■ **STORED ROWS**
···

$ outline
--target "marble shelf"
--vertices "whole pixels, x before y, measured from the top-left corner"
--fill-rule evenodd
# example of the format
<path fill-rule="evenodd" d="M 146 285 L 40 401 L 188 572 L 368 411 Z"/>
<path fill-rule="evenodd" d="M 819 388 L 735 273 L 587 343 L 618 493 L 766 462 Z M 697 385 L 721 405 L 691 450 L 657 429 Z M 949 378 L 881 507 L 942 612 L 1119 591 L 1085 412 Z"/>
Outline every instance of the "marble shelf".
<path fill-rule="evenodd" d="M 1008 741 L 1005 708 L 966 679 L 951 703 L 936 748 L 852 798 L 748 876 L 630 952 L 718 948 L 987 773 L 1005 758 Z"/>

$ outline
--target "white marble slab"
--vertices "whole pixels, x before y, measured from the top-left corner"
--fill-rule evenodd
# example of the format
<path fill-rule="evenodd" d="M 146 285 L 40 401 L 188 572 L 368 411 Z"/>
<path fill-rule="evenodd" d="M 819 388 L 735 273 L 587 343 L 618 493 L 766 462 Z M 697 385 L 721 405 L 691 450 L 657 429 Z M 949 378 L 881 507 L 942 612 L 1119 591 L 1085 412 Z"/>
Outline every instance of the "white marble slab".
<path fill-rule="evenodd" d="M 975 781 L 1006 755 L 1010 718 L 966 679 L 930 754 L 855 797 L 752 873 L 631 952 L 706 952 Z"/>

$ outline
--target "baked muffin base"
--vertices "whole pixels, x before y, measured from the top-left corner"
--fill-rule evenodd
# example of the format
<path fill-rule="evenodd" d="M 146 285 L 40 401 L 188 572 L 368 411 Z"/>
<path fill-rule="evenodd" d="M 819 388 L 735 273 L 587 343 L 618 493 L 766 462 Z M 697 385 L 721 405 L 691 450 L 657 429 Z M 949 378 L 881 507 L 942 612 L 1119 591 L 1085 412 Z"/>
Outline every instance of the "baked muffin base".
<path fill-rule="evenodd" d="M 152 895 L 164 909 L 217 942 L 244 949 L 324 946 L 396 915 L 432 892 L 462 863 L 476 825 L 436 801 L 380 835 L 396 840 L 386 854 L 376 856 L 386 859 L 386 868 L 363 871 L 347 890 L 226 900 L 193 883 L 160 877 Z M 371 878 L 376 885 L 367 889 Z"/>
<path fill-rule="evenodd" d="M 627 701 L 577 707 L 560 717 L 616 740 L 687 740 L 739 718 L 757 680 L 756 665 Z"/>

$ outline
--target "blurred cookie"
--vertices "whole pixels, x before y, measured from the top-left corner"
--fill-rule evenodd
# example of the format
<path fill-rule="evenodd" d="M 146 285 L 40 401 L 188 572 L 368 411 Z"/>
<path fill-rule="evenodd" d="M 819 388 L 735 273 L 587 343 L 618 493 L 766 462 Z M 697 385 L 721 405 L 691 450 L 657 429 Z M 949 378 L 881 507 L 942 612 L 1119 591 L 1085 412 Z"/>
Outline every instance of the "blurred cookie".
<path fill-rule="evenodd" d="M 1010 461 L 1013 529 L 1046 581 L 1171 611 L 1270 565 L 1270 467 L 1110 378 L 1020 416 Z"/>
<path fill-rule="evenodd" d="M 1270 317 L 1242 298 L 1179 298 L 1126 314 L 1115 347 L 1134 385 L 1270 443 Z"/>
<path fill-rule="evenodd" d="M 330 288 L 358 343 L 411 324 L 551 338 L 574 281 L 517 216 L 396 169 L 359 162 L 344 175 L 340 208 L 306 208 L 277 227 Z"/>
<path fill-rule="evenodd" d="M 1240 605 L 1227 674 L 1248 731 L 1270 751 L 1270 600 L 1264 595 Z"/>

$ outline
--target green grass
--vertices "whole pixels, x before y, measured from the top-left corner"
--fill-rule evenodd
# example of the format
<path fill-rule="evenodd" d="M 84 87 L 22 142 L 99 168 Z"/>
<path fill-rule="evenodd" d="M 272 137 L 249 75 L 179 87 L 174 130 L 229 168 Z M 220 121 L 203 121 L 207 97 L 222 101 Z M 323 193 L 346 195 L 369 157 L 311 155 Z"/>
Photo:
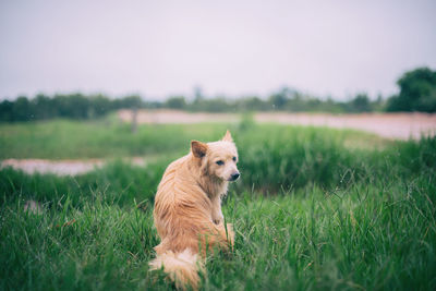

···

Which lines above contain the string "shelf" with the same capitalization? Show each of them in full; case counts.

■ **EXERCISE RESULT**
--target "marble shelf"
Outline every instance of the "marble shelf".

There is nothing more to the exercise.